▶ [Aim]
Rewrite the items as a Markdown table with the columns Row and Line, numbering each line and leaving out blank lines.
□ □ □ □ □
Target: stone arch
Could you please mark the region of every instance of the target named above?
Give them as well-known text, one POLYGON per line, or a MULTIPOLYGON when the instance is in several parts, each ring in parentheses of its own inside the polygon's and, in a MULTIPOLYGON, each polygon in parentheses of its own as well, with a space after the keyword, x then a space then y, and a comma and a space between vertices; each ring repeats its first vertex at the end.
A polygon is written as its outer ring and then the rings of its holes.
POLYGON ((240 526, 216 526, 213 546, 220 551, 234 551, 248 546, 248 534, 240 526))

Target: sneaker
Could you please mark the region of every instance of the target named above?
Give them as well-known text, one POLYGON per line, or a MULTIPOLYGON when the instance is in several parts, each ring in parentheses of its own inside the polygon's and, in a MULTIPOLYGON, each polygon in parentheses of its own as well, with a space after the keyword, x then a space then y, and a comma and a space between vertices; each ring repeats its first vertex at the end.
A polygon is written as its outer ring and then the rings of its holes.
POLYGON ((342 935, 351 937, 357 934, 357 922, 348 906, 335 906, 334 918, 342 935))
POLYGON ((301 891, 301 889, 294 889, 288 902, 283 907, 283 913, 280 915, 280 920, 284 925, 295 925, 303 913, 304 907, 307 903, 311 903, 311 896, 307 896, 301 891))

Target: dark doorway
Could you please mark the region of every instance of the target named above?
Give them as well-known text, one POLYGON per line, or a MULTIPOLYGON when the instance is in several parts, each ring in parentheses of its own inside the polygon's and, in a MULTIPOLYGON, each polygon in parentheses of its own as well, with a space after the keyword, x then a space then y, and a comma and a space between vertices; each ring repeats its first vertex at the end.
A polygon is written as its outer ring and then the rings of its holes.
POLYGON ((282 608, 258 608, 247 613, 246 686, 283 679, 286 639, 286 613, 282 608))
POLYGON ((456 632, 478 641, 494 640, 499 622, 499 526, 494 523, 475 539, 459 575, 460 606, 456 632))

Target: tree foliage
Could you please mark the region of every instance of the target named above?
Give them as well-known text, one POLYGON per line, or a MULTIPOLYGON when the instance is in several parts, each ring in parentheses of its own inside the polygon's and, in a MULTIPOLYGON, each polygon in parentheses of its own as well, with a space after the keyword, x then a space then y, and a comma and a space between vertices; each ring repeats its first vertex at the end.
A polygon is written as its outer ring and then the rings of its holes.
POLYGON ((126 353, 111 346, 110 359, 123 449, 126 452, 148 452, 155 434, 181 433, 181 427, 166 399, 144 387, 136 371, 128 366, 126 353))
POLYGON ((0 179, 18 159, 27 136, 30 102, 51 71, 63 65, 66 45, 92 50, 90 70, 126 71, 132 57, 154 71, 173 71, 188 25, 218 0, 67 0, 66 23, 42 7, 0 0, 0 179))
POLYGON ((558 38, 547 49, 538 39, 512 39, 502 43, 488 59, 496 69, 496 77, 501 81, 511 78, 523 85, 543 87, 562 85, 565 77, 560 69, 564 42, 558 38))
□ □ □ □ □
▶ [Reply to the task]
| Row | Line |
|---|---|
| 1 | Target: stone arch |
| 2 | Could you please mark the region of every instance of the target named above? |
| 3 | Give them as well-known text, one POLYGON per line, or a MULTIPOLYGON when the instance is in several parts, each ring in parentheses of its own inside the polygon's and, in a MULTIPOLYGON, each polygon in parentheses of its own as well, with a space after the keyword, x then a space then y, and a comma and a space between vertices; each ring repeats its first vertex at the end. |
| 4 | A polygon is written as its outer ring and then the rings of its holes. |
| 5 | POLYGON ((240 526, 216 526, 213 546, 220 551, 234 551, 248 546, 248 534, 240 526)) |
| 6 | Target: sneaker |
| 7 | Could you please mark the region of every instance of the target named above? |
| 8 | Give them as well-known text, one POLYGON per line, or a MULTIPOLYGON when the instance is in several parts, each ring in parentheses of its own inside the polygon's and, in a MULTIPOLYGON, each polygon in parentheses of its own as well, with a space after the keyword, x then a space then y, and a comma and a space between vertices; each ring repeats its first vertex at the end. |
| 9 | A polygon is written as its outer ring and then the rings of its holes. |
| 10 | POLYGON ((342 935, 351 937, 357 934, 357 922, 348 906, 335 906, 334 918, 342 935)) |
| 11 | POLYGON ((301 891, 301 889, 294 889, 288 902, 283 907, 283 913, 280 915, 280 920, 284 925, 295 925, 303 913, 304 907, 307 903, 311 903, 311 896, 307 896, 301 891)) |
| 12 | Target: dark doorway |
| 13 | Could you please mark the region of every instance of the target named above? |
| 14 | Give them as well-known text, one POLYGON per line, or a MULTIPOLYGON when the instance is in several parts, each ring in parentheses of its own inside the polygon's and, in a MULTIPOLYGON, each polygon in parentheses of its own as well, with a space after the keyword, x then a space then y, and a comma and a space between vertices; each ring repeats its first vertex at the end. |
| 15 | A polygon is written as its outer ring and then the rings of its holes. |
| 16 | POLYGON ((282 608, 258 608, 247 613, 246 686, 283 679, 286 639, 286 613, 282 608)) |
| 17 | POLYGON ((456 632, 478 641, 494 640, 499 622, 499 526, 494 523, 475 539, 459 575, 460 606, 456 632)) |
| 18 | Target: tree foliage |
| 19 | Could you please mark the region of every instance of the target named above? |
| 20 | Give them as well-known text, one POLYGON per line, or a MULTIPOLYGON when the instance is in several parts, each ring in parentheses of its own inside the polygon's and, in a MULTIPOLYGON, each polygon in parentheses of its own as well, with a space after the keyword, x then a space then y, and a comma and a space between vertices; each ring repeats its first vertex at the end. |
| 21 | A polygon is written as its outer ring and then the rings of its holes. |
| 22 | POLYGON ((126 353, 111 346, 110 359, 123 449, 126 452, 148 452, 155 434, 181 433, 181 427, 166 399, 144 387, 136 371, 128 366, 126 353)) |
| 23 | POLYGON ((0 179, 18 159, 27 136, 30 102, 51 71, 63 65, 66 45, 92 50, 90 70, 126 71, 132 57, 154 71, 173 71, 188 25, 218 0, 67 0, 66 23, 42 7, 0 0, 0 179)) |
| 24 | POLYGON ((558 38, 547 49, 538 39, 512 39, 502 43, 488 59, 496 69, 496 77, 501 81, 511 78, 523 85, 543 87, 562 85, 565 77, 560 69, 564 42, 558 38)) |